The records start

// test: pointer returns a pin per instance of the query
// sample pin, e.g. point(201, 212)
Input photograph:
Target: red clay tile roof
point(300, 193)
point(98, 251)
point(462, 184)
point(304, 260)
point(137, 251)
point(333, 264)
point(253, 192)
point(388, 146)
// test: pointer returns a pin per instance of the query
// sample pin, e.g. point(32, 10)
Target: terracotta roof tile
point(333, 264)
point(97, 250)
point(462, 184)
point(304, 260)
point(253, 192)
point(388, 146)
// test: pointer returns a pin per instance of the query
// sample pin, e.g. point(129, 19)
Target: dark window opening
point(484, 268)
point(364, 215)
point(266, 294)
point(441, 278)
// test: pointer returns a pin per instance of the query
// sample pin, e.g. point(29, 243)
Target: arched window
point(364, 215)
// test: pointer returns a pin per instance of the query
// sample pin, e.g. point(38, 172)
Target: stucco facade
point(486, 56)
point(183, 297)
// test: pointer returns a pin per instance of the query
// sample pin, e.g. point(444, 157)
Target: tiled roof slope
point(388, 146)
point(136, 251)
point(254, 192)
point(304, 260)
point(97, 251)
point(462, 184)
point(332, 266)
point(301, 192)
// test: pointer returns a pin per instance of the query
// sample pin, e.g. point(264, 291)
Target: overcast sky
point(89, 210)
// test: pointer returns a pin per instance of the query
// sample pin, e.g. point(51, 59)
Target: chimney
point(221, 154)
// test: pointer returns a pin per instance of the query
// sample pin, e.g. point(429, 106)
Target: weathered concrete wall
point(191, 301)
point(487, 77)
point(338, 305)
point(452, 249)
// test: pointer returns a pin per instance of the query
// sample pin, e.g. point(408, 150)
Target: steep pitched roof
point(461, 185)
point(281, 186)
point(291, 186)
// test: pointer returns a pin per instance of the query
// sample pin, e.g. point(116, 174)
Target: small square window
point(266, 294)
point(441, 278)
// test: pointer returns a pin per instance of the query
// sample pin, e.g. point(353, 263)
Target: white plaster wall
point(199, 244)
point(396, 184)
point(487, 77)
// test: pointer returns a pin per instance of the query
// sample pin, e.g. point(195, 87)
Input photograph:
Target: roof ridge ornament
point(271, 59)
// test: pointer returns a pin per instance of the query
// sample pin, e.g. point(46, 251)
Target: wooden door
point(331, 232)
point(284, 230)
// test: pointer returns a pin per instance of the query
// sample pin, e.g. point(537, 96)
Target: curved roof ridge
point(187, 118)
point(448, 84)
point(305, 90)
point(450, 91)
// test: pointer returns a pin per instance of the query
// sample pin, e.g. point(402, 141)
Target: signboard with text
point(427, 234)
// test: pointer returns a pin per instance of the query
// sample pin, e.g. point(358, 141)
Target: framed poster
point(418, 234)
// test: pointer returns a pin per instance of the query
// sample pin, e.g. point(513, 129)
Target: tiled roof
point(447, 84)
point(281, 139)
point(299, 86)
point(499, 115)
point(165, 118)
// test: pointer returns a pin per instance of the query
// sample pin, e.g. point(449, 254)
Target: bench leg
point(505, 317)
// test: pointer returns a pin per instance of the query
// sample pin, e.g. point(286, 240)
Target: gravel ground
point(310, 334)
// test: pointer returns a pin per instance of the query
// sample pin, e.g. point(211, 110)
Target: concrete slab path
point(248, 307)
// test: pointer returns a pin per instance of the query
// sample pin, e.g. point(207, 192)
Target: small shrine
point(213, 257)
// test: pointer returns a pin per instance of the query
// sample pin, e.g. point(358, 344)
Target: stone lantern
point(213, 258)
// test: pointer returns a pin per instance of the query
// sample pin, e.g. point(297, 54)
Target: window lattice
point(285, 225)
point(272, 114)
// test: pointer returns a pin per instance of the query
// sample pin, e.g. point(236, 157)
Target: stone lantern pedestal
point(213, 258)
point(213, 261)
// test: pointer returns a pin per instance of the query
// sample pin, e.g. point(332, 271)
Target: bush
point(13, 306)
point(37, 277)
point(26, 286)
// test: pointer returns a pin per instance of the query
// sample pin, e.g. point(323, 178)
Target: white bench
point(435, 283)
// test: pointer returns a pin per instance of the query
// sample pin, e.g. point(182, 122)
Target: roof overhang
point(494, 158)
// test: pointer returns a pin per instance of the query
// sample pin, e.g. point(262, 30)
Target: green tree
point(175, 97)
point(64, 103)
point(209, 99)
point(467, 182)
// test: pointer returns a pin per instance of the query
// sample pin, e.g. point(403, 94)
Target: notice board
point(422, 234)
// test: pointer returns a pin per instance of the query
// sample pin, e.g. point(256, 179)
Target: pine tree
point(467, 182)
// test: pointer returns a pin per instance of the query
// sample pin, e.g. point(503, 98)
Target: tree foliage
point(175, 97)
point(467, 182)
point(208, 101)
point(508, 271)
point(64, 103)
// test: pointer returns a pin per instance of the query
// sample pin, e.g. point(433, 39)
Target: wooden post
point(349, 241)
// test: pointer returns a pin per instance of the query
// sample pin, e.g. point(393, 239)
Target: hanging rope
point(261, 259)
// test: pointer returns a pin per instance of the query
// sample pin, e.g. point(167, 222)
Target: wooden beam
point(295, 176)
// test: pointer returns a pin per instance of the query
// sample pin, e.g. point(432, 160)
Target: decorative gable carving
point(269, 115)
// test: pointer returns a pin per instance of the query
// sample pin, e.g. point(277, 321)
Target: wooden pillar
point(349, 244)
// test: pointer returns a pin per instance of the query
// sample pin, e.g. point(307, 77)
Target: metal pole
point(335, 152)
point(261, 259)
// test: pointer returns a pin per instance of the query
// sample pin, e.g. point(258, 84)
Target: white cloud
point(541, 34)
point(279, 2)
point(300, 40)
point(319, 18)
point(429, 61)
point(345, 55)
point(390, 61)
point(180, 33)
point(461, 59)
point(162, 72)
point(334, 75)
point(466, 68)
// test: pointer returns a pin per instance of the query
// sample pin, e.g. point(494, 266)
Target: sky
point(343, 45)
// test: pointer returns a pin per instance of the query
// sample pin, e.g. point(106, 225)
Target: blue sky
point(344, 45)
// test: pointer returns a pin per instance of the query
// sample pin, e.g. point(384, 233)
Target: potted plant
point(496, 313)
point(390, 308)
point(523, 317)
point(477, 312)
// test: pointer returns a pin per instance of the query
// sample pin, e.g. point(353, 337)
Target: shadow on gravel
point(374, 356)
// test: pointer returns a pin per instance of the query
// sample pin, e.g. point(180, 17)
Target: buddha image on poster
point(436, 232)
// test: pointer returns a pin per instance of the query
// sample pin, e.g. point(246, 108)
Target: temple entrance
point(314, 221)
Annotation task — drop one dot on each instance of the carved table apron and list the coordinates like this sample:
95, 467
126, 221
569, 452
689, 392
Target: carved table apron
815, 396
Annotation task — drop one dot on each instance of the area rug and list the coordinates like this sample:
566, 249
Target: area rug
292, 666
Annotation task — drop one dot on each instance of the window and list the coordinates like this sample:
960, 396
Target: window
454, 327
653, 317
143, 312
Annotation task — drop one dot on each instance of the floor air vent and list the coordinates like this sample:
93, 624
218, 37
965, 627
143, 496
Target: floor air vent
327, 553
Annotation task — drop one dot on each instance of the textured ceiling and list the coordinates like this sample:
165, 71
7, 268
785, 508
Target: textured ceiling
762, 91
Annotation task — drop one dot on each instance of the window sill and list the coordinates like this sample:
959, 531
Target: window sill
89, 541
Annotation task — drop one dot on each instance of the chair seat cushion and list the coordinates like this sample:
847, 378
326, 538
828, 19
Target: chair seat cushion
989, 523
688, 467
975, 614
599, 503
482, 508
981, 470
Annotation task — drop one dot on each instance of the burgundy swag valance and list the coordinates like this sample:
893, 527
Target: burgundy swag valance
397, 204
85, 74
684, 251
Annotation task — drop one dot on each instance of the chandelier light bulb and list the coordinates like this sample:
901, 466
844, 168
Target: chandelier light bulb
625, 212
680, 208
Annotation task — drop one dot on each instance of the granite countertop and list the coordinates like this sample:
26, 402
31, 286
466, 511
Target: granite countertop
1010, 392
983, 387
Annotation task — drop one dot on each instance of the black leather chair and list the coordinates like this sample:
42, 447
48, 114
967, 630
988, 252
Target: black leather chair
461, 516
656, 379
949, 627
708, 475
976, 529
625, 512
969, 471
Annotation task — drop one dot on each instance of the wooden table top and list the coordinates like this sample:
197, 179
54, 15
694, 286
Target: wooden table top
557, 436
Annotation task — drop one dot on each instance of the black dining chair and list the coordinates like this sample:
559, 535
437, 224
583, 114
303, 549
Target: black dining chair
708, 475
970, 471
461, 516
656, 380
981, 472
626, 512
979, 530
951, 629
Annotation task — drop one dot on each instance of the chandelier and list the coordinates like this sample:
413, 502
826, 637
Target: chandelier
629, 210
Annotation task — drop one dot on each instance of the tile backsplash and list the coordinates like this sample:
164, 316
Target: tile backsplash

The records end

Print exactly the lines from the one with "of the wooden" through the end of the data, inclusive.

Annotation task — drop one dot on each instance of the wooden table top and list the coordinates like this sample:
197, 179
54, 15
694, 286
Target: wooden table top
557, 436
Annotation task — drop one dot on each instance of the black dining chair and list the coordinates like this sample:
559, 535
437, 224
583, 114
303, 549
Target: black dining chair
708, 475
970, 471
461, 516
656, 380
981, 472
626, 512
979, 530
951, 629
Annotation task — drop one dot on each instance of the chandelier and list the coordinates like this sample:
413, 502
826, 637
Target: chandelier
629, 210
Annotation task — drop one dot on each instance of the tile backsplash and list the coordinates like this sample:
164, 316
Target: tile backsplash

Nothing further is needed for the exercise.